**Bagian Latihan:**
1. Ubah seluruh entri dengan mengganti "pixel coordinates" menjadi "image coordinates" dan biarkan bagian lain tetap sama.
2. Lanjutkan artikel tentang harga acuan kedelai mulai setelah kalimat terakhir yang ditampilkan.

Harga Acuan Kedelai Tak Selesaikan Masalah



Untuk menstabilkan harga kedelai, pemerintah lewat Bulog akan menetapkan harga acuan yakni Rp 7000 per kilogram (kg). Hitungan petani, harga acuan itu cukup bagi mereka meraih untung. Pasalnya, biaya untuk menghasilkan kedelai per kilogramnya rata-rata hanya Rp 4.500.Sutono, petani kedelai di Bantul yang memiliki lahan kedelai satu hektare menceritakan, biaya sewa lahan sekitar Rp 20 juta per tahun atau Rp 1,67 juta per bulan. Biaya tersebut untuk bibit 50 kg Rp 450.000. Lalu, Sutono juga harus mengeluarkan biaya untuk pupuk seperti pupuk Urea, SPF dan KCL sebesar Rp 1 juta.

Supaya tidak terserang hama, Sutono harus membeli pestisida. Untuk satu hektare lahannya, ia membutuhkan 5 kg pestisida sekitar 300.000. Sutono juga harus menggaji tiga orang karyawannya sebesar Rp 2.700.000. Belum lagi dengan biaya transportasi mencapai Rp 450.000.

Setiap periode menanam, untuk biaya operasional kedelai, Sutono mengeluarkan duit Rp 6,5 juta. Dengan produktivitas kedelainya 1,4 ton per hektare, ini berarti biaya produksi Sutono sekitar Rp 4.600 per kg. Mengacu pada harga Bulog, Sutono mendapatkan margin keuntungan Rp 2.400 per kg.


Bagi petani, jika harga acuan tersebut diterapkan petani bisa senang. Selama ini, kedelai mereka hanya dibeli di level harga Rp 5.000 hingga Rp 5.500 per kg.

Namun, ia sanksi harga acuan itu bisa diterapkan. Pasalnya, Sutono bilang, kualitas kedelai mereka kurang bagus. Kadar air produksi kedelainya, umpamanya, tak sesuai standar Bulog. "Saya tidak berpeluang bisa mendapatkan harga Rp 7.000 per kg sesuai harga acuan," kata dia.

Selama ini, dalam praktiknya, petani tak dilindungi Pemerintah. Kedelai dibiarkan di pasar bebas sehingga banyak tengkulak dan pengepul yang menekan harga petani. Jarang, petani langsung berhubungan dengan pengrajin tahu tempe.

Sutono menceritakan, kedelainya pernah dibeli dengan harga Rp 4.000 per kg. Mau tidak mau ia harus menerima harga tersebut karena ia sudah mengeluarkan ongkos produksi. "Rugi tapi daripada tidak laku," katanya.

**Kumpulan Entri:**
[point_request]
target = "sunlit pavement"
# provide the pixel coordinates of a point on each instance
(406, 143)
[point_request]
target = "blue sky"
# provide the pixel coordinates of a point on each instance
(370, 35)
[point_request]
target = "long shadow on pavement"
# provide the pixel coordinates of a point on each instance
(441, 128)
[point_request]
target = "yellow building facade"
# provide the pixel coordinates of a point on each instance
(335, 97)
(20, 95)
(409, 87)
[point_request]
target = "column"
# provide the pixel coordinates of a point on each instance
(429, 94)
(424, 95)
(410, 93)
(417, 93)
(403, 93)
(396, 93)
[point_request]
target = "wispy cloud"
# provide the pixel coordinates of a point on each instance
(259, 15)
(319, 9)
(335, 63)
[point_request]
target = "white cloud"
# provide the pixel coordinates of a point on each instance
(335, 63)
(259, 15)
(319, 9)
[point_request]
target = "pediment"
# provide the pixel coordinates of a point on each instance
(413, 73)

**Hasil Tiap Tugas:**
1.
[point_request]
target = "sunlit pavement"
# provide the image coordinates of a point on each instance
(406, 143)
[point_request]
target = "blue sky"
# provide the image coordinates of a point on each instance
(370, 35)
[point_request]
target = "long shadow on pavement"
# provide the image coordinates of a point on each instance
(441, 128)
[point_request]
target = "yellow building facade"
# provide the image coordinates of a point on each instance
(335, 97)
(20, 95)
(409, 87)
[point_request]
target = "column"
# provide the image coordinates of a point on each instance
(429, 94)
(424, 95)
(410, 93)
(417, 93)
(403, 93)
(396, 93)
[point_request]
target = "wispy cloud"
# provide the image coordinates of a point on each instance
(259, 15)
(319, 9)
(335, 63)
[point_request]
target = "white cloud"
# provide the image coordinates of a point on each instance
(335, 63)
(259, 15)
(319, 9)
[point_request]
target = "pediment"
# provide the image coordinates of a point on each instance
(413, 73)

2.
Tak hanya itu, petani juga cemas dengan cuaca. Seperti yang terjadi saat ini, curah hujan yang tinggi membuatnya khawatir panen kedelai akan gagal tahun ini. "Bukannya untuk malah buntung menanam kedelai," katanya.

Kedelai membutuhkan kelembapan yang rendah dan waktu penyinaran matahari lebih 12 jam. Hujan membuat kedelai tidak mendapatkan sinar matahari yang cukup. Dampak dari kelembapan yang tinggi adalah hama. Sedangkan minimnya sinar matahari membuat produktivitas kedelai rendah.Pemerintah sendiri mengaku masih menganaktirikan kedelai. Petani lebih memilih untuk menanam padi dan jagung karena margin keuntungan yang sudah pasti.

Udhoro Kasih Anggoro, Dirjen Tanaman Pangan, Kementrian Pertanian mengakui kombinasi tingginya biaya produksi dan harga jual yang tidak kompetitif membuat petani meninggalkan kedelai.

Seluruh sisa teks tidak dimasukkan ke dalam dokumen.